_Exercices_
- A) Répétez à l'identique tout le passage de l'extrait, depuis « Paradoxalement ces aspects » jusqu'à « l’heure des comptes. ».
- B) D'après l'extrait, quel est le titre du premier roman de Liberati ?

=== Extrait ===

Paradoxalement ces aspects repoussoirs ont précisément accordé à Liberati le statut qu’il n’aurait jamais dû avoir – celui d’auteur culte. Détesté par beaucoup avant même d’être lu, Anthologie des apparitions est devenu le secret bien gardé de quelques critiques parisiens en mal de sensations fortes – là où tout le prédestinait à caracoler en tête des ventes (jusqu’à ce titre monstrueusement nothombien). Court, intense, beau comme un serment prononcé le soir et rompu au petit matin, ce premier roman n’était certes pas parfait… mais à défaut d’être un grand livre, il annonçait clairement la naissance d’un grand écrivain. En somme : trois ans plus tard, voici venue l’heure des comptes.

=== Données fournies ===

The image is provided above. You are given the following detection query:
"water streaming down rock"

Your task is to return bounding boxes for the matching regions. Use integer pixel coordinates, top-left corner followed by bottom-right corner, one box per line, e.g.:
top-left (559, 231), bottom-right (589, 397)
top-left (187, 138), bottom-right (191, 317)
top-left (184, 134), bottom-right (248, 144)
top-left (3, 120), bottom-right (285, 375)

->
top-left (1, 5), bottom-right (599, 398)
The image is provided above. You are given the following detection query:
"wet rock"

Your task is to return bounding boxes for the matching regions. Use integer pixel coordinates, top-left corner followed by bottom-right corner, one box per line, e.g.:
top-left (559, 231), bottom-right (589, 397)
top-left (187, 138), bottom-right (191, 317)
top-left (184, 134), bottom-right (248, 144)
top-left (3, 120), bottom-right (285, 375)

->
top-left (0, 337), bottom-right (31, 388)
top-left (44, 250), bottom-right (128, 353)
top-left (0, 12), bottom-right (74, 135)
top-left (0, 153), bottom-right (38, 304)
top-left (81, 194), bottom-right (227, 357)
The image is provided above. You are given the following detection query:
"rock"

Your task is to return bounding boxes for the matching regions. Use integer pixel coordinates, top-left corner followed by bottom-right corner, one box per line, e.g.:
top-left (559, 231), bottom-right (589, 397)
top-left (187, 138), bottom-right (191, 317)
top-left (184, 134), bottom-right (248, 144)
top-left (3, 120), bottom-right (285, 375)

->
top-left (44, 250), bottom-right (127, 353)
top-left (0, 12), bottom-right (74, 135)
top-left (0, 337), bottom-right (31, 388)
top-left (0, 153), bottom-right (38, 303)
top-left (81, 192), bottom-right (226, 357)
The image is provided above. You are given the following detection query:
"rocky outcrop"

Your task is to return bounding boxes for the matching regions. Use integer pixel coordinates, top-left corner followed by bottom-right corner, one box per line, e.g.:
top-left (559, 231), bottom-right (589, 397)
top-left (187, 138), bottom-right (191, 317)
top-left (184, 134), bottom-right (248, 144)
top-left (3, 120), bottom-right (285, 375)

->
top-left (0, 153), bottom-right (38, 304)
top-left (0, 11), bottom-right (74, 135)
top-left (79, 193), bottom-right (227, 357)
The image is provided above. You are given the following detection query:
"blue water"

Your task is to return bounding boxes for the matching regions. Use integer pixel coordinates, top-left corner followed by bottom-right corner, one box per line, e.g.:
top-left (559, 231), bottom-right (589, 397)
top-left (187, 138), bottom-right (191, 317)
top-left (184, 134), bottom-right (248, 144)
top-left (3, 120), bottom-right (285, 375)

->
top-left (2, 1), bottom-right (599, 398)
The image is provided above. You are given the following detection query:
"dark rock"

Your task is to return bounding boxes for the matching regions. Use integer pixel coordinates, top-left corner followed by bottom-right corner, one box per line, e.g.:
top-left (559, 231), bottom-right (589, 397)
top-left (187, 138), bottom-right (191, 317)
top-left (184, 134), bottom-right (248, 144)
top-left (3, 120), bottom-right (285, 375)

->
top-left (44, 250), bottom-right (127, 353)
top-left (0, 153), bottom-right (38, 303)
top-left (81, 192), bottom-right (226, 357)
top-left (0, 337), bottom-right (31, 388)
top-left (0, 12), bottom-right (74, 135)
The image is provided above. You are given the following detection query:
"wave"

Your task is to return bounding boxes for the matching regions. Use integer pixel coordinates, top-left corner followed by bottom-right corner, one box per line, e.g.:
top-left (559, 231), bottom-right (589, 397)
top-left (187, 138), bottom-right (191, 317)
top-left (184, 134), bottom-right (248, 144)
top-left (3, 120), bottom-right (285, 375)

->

===

_Corrigé_
- A)
Paradoxalement ces aspects repoussoirs ont précisément accordé à Liberati le statut qu’il n’aurait jamais dû avoir – celui d’auteur culte. Détesté par beaucoup avant même d’être lu, Anthologie des apparitions est devenu le secret bien gardé de quelques critiques parisiens en mal de sensations fortes – là où tout le prédestinait à caracoler en tête des ventes (jusqu’à ce titre monstrueusement nothombien). Court, intense, beau comme un serment prononcé le soir et rompu au petit matin, ce premier roman n’était certes pas parfait… mais à défaut d’être un grand livre, il annonçait clairement la naissance d’un grand écrivain. En somme : trois ans plus tard, voici venue l’heure des comptes.

- B) Anthologie des apparitions